* _Job_
Reproduce the lines below word for word, starting with the very first line and ending with the line that contains "[148, 286, 235, 390]". Include both of those lines.

(Stored items)
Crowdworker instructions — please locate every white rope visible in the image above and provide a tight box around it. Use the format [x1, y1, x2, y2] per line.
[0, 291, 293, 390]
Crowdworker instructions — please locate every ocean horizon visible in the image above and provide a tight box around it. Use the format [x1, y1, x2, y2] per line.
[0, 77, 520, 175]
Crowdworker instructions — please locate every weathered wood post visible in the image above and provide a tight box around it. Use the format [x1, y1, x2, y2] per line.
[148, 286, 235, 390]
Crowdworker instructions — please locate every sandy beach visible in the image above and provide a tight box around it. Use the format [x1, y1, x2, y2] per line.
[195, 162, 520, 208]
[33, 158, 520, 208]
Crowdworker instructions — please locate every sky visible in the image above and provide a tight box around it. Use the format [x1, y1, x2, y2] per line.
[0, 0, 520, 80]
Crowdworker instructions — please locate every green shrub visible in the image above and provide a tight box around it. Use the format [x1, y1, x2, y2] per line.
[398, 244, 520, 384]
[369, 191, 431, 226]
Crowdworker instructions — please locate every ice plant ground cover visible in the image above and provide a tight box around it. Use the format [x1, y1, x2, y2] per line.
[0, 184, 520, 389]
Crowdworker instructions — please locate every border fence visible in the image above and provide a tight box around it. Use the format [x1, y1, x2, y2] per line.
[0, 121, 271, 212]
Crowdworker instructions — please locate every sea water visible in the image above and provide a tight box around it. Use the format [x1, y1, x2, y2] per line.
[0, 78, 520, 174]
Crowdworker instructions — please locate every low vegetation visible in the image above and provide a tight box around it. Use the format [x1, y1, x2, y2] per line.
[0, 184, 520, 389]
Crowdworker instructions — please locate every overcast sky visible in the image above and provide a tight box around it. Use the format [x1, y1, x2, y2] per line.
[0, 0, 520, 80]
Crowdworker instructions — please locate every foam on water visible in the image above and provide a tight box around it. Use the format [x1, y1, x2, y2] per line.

* _Written solution_
Crowdworker instructions — please locate every white rope visible in the image above and provide a tight box around it. Use the format [x1, y1, x2, y2] per line.
[0, 291, 293, 390]
Crowdworker instructions — please locate every ocean horizon visible in the image above and provide a tight box around it. Use the format [x1, y1, x2, y2] per line.
[0, 77, 520, 175]
Crowdworker instructions — please locate every weathered wood post visible in the image above and provide a tight box around it. Use the format [x1, y1, x2, y2] per line.
[148, 286, 235, 390]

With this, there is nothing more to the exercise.